■ **Raw data**
-.-.-

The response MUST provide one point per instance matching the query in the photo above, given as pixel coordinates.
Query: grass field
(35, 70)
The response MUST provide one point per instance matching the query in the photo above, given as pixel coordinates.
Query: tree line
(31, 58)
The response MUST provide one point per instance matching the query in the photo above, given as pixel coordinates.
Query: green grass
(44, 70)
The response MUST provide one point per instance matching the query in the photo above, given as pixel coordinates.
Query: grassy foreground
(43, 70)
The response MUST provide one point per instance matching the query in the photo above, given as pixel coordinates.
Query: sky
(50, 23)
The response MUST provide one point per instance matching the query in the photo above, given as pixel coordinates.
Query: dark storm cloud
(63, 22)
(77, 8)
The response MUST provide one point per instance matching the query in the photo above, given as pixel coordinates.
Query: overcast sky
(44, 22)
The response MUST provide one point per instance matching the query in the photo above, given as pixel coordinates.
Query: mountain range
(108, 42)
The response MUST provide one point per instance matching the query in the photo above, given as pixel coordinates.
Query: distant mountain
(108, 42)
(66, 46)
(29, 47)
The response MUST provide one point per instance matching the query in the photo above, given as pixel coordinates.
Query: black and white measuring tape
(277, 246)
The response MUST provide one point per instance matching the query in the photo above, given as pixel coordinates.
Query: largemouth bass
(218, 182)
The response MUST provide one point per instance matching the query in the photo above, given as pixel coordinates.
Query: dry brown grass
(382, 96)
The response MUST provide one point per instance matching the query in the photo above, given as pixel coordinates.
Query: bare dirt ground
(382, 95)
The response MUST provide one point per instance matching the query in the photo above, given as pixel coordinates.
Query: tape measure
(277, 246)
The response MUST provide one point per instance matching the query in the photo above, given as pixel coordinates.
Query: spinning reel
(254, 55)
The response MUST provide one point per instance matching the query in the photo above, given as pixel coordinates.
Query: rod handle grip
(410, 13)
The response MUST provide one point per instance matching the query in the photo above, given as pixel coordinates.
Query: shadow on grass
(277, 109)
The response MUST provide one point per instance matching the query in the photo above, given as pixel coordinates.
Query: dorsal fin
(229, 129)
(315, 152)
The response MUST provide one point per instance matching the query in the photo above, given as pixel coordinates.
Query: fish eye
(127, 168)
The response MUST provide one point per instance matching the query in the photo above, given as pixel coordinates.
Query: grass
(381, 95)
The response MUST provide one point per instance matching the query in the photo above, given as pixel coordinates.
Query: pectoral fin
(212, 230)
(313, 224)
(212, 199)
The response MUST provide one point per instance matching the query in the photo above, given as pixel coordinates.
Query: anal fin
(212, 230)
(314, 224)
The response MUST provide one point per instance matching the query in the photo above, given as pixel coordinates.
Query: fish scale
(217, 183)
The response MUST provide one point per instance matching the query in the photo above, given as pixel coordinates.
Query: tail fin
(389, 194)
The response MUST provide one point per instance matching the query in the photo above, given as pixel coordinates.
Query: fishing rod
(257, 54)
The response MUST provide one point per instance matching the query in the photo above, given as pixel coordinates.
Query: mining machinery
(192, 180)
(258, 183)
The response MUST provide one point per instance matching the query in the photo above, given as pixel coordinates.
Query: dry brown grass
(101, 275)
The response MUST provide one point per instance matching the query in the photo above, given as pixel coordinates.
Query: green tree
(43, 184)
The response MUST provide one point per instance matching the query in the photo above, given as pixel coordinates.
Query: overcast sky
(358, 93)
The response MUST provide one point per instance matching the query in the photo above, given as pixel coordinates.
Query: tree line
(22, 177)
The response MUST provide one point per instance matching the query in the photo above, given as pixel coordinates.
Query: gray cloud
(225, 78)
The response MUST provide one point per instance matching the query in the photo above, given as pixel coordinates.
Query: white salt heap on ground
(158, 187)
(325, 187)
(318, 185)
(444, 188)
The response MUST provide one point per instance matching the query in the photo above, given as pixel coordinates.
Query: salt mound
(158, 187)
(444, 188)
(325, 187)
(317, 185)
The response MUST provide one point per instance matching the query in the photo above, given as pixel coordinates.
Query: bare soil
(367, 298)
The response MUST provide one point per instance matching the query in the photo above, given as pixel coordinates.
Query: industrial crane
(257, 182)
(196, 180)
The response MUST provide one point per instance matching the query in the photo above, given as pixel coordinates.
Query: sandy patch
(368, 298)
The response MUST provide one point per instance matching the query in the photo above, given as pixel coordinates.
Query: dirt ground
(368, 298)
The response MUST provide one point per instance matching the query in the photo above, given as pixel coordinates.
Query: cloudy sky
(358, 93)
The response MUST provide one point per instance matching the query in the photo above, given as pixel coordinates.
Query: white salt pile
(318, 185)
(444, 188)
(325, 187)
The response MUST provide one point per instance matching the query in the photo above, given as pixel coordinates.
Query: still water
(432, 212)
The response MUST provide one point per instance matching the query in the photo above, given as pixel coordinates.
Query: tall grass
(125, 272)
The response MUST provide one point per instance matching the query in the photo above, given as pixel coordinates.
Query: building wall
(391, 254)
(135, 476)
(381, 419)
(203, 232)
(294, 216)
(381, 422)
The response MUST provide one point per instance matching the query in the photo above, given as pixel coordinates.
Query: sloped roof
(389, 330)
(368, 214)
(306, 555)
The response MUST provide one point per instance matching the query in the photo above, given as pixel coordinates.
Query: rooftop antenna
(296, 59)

-.-.-

Repeat every line of the records above exactly.

The response MUST provide one point per instance matching the query in the photo above, given as pixel coordinates.
Query: grass field
(35, 70)
The response MUST provide one point per instance matching the query in the photo above, given as pixel coordinates.
Query: tree line
(31, 58)
The response MUST provide one point per instance matching the query in the photo above, given as pixel coordinates.
Query: green grass
(44, 70)
The response MUST provide one point per instance matching the query in the photo above, given as pixel coordinates.
Query: grassy foreground
(43, 70)
The response MUST provide one point per instance matching the query in the photo above, given as pixel coordinates.
Query: sky
(50, 23)
The response MUST provide one point per instance matching the query in the photo above, given as pixel coordinates.
Query: dark storm cloud
(63, 22)
(77, 8)
The response MUST provide one point per instance matching the query in the photo above, given as pixel coordinates.
Query: overcast sky
(44, 22)
The response MUST provide one point per instance matching the query in the photo above, given as pixel coordinates.
Query: mountain range
(108, 42)
The response MUST provide one point per instance matching the query in the photo above, given as pixel coordinates.
Query: distant mountain
(108, 42)
(66, 46)
(29, 47)
The response MUST provide one point per instance matching the query in the photo above, given as pixel coordinates.
Query: black and white measuring tape
(277, 246)
The response MUST provide one point per instance matching the query in the photo above, given as pixel coordinates.
Query: largemouth bass
(218, 182)
The response MUST provide one point per instance matching the query in the photo above, given as pixel coordinates.
Query: dry brown grass
(382, 96)
The response MUST provide one point per instance matching the query in the photo above, given as pixel coordinates.
Query: bare dirt ground
(382, 95)
The response MUST provide one point per instance matching the query in the photo above, given as pixel coordinates.
Query: tape measure
(277, 246)
The response MUST provide one point per instance matching the query in the photo above, given as pixel coordinates.
Query: spinning reel
(254, 55)
The response MUST provide one point per instance matching the query in the photo above, given as pixel coordinates.
Query: rod handle grip
(410, 13)
The response MUST provide one point per instance matching the query in the photo above, given as pixel coordinates.
Query: shadow on grass
(277, 109)
The response MUST provide one point per instance matching the query in the photo above, given as pixel coordinates.
Query: dorsal fin
(229, 129)
(315, 152)
The response MUST provide one point per instance matching the query in the photo above, given as pixel coordinates.
Query: fish eye
(127, 168)
The response MUST provide one point per instance matching the query in the photo above, given as pixel coordinates.
Query: grass
(381, 95)
The response MUST provide one point per instance matching the query in the photo above, given as pixel coordinates.
Query: pectoral fin
(212, 230)
(313, 224)
(212, 199)
The response MUST provide one point per instance matching the query in the photo above, given as pixel coordinates.
Query: anal fin
(212, 230)
(314, 224)
The response MUST provide one point per instance matching the query in the photo above, given as pixel coordinates.
Query: fish scale
(217, 183)
The response MUST provide one point per instance matching the query in the photo above, given as pixel coordinates.
Query: tail fin
(389, 194)
The response MUST provide one point per instance matching the query in the photo above, given as pixel coordinates.
Query: fishing rod
(257, 54)
The response MUST provide one point per instance matching the query in the photo above, given as pixel coordinates.
Query: mining machinery
(192, 180)
(258, 183)
The response MUST provide one point per instance matching the query in the photo above, given as pixel coordinates.
Query: dry brown grass
(101, 275)
The response MUST provide one point per instance matching the query in the photo above, given as pixel coordinates.
Query: green tree
(43, 184)
The response MUST provide one point per instance matching the query in the photo above, given as pixel coordinates.
Query: overcast sky
(358, 93)
The response MUST provide one point per instance matching the query in the photo above, given as pixel coordinates.
Query: tree line
(22, 177)
The response MUST provide one point per instance matching the query in the photo above, given as pixel coordinates.
Query: gray cloud
(225, 78)
The response MUST provide one point per instance matching the query in the photo above, given as pixel coordinates.
Query: white salt heap on ground
(158, 187)
(325, 187)
(318, 185)
(444, 188)
The response MUST provide one point per instance matching the query in the photo above, given as pixel coordinates.
Query: salt mound
(158, 187)
(444, 188)
(325, 187)
(317, 185)
The response MUST provide one point per instance matching the query in the photo above, given as pixel coordinates.
Query: bare soil
(367, 298)
The response MUST provide one point per instance matching the query in the photo above, given as pixel coordinates.
Query: industrial crane
(257, 182)
(196, 180)
The response MUST provide one point per instance matching the query in the photo above, given as pixel coordinates.
Query: sandy patch
(368, 298)
The response MUST provide one point per instance matching the query in the photo above, given as pixel coordinates.
Query: dirt ground
(368, 298)
The response MUST provide one point per instance matching the query in the photo above, given as pixel coordinates.
Query: cloudy sky
(358, 93)
The response MUST provide one point per instance matching the query in the photo above, given as pixel coordinates.
Query: white salt pile
(318, 185)
(444, 188)
(325, 187)
The response MUST provide one point per instance matching the query in the photo above, given as pixel coordinates.
Query: still water
(432, 212)
The response MUST provide one point per instance matching the query in the photo above, given as pixel coordinates.
Query: tall grass
(125, 272)
The response MUST provide one point per instance matching the query in the photo above, given as pixel coordinates.
Query: building wall
(391, 254)
(135, 476)
(381, 419)
(203, 232)
(294, 216)
(381, 422)
The response MUST provide one point per instance matching the query in the photo above, given as pixel coordinates.
Query: sloped roof
(389, 330)
(368, 214)
(306, 555)
The response MUST provide one point per instance matching the query in the photo above, given as pixel coordinates.
Query: rooftop antenna
(296, 59)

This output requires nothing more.